Exercise:
Can you quote the lines below exactly, starting at the line with "the turbine tower, each" and going through the last one?
==================================================
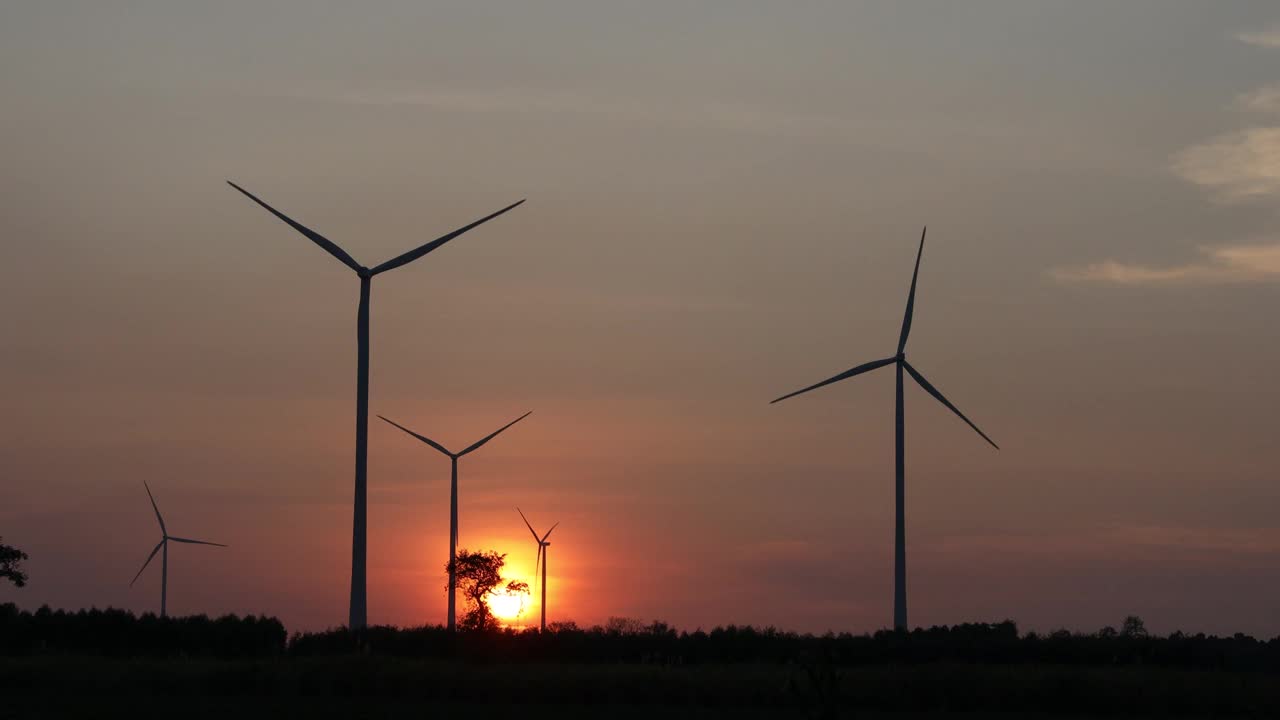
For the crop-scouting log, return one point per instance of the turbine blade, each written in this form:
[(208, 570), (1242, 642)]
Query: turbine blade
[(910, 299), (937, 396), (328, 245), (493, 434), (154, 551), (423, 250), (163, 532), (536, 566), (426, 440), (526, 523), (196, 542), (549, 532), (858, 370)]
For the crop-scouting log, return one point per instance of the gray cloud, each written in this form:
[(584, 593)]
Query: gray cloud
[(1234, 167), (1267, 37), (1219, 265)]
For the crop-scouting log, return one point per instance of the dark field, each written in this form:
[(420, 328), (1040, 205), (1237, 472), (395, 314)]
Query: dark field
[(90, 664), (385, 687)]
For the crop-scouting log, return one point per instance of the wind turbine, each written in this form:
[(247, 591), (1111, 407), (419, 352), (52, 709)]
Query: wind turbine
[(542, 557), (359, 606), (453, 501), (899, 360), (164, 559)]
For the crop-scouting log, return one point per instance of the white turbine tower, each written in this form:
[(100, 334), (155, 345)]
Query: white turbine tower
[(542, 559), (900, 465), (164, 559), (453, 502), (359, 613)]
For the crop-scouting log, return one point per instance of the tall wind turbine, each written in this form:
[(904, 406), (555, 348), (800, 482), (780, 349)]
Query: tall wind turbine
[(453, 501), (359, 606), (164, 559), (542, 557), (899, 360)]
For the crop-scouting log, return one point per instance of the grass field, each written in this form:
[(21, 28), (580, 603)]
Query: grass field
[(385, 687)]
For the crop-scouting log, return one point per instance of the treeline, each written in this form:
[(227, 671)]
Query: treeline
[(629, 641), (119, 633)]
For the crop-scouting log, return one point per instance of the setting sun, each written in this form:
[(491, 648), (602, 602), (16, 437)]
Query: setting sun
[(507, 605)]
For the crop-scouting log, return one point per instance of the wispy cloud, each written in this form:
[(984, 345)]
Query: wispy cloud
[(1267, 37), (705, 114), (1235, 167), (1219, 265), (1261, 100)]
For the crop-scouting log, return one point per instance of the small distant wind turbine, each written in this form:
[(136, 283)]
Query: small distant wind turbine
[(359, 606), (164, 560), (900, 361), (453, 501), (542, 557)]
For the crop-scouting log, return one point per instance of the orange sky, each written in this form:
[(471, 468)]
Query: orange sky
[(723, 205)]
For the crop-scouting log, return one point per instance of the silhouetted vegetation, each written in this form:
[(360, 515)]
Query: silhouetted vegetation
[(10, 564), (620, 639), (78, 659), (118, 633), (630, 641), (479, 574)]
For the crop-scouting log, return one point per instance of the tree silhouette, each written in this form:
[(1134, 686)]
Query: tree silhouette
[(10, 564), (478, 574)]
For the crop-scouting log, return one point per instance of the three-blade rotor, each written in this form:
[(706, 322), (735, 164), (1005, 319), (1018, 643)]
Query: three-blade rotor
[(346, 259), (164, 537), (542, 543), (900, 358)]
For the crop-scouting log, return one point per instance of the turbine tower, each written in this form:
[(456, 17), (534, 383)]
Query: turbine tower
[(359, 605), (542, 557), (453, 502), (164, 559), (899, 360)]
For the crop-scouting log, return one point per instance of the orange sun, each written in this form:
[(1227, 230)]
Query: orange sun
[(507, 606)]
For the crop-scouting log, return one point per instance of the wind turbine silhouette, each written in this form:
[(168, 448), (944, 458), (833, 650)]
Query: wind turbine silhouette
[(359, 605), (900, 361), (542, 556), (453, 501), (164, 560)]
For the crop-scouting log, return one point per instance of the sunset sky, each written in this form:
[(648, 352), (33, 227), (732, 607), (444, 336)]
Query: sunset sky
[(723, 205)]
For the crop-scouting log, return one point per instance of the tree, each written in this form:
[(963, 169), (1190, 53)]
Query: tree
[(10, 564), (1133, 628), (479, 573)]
==================================================
Solution for this task:
For the crop-scouting log, return one point per instance of the turbine tower, each written in this form:
[(456, 17), (534, 383)]
Query: turbine tower
[(359, 605), (542, 557), (453, 502), (164, 559), (899, 360)]
For the crop-scouting log, return one point per instance of the orange sun, each written in this form:
[(1227, 230)]
Query: orange sun
[(507, 606)]
For the crop-scouting log, return one point per instance of the wind turbine silhouette, each written in this form:
[(168, 448), (944, 458), (833, 650)]
Query: wind turbine silhouette
[(359, 605), (900, 361), (542, 556), (453, 501), (164, 560)]
For the crop-scouting log, return one point per instance of the sunset sky, each written in this form:
[(648, 352), (33, 227), (732, 607), (444, 336)]
Query: sunset sky
[(723, 205)]
For the crop-scouting log, return one point per instance of the tree, each written in this form:
[(963, 169), (1190, 53)]
Query: tree
[(10, 564), (1133, 628), (479, 573)]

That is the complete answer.